● Task objective
Extract every line of the material below that contains the string "small".

Stored data:
━━━━━━━━━━━━━━━━━━━━━━━━━━━━━━

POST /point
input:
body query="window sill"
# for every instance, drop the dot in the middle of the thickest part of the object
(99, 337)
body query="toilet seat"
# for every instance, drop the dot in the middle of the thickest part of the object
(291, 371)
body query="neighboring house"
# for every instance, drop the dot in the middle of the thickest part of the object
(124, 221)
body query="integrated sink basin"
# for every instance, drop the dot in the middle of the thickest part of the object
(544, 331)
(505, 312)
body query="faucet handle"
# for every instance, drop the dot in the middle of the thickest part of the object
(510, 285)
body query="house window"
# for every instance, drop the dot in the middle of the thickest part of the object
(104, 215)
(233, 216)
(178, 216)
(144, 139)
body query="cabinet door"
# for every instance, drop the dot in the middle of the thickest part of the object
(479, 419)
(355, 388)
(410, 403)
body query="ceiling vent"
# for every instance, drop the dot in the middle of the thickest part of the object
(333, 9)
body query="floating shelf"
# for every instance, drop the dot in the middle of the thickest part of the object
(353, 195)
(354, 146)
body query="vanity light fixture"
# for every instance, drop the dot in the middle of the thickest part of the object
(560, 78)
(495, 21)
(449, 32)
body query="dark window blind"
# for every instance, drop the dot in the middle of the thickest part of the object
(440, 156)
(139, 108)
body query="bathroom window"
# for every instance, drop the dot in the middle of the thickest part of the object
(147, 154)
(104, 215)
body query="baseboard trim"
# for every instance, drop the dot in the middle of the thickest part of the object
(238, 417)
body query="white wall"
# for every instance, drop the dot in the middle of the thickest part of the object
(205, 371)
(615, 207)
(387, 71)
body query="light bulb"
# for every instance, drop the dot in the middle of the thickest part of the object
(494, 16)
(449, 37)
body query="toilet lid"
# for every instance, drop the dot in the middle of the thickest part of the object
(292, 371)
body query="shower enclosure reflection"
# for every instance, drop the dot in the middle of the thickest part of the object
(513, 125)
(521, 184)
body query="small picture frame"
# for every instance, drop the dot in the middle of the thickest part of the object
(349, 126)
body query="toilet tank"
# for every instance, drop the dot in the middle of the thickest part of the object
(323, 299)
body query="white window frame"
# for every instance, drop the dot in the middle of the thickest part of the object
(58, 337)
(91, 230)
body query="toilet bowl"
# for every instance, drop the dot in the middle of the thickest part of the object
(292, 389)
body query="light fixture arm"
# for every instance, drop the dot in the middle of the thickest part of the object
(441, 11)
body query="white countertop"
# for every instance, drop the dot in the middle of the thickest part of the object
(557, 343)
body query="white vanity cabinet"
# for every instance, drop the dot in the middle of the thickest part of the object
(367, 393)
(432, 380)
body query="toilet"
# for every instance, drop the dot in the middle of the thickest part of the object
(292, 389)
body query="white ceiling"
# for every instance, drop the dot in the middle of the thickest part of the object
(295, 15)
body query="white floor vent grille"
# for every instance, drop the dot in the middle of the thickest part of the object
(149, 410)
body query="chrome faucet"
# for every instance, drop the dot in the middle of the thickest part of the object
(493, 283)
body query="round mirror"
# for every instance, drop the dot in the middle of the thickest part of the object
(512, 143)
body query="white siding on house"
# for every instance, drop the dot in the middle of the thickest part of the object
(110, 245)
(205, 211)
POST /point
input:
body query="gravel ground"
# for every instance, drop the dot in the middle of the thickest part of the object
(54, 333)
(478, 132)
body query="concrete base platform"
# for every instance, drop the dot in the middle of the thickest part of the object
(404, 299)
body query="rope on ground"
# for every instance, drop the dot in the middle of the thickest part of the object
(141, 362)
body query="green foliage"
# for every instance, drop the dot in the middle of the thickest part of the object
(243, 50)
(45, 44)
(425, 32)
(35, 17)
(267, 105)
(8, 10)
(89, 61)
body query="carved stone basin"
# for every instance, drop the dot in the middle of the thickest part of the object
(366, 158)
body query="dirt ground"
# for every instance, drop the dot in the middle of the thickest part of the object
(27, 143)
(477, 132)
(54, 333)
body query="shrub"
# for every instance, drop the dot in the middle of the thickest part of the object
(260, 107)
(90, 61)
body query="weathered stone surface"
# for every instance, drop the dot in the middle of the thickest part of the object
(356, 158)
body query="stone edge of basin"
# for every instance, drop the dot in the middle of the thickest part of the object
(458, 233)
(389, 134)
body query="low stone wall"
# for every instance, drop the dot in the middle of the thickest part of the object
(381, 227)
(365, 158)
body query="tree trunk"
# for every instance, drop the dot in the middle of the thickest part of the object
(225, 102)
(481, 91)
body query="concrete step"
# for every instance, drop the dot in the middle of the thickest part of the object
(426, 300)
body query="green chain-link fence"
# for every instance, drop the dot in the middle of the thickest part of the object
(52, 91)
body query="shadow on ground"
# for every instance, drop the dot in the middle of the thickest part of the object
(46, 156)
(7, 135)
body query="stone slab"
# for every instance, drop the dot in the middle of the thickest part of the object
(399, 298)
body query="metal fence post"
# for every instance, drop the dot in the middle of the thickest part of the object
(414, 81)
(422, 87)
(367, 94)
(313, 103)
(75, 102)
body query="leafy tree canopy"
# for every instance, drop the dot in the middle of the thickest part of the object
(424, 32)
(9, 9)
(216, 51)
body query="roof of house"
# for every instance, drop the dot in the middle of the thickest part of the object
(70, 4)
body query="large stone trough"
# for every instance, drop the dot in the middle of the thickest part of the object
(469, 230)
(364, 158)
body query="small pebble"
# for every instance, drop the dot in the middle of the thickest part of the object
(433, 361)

━━━━━━━━━━━━━━━━━━━━━━━━━━━━━━

● Exercise solution
body query="small picture frame"
body query="small pebble"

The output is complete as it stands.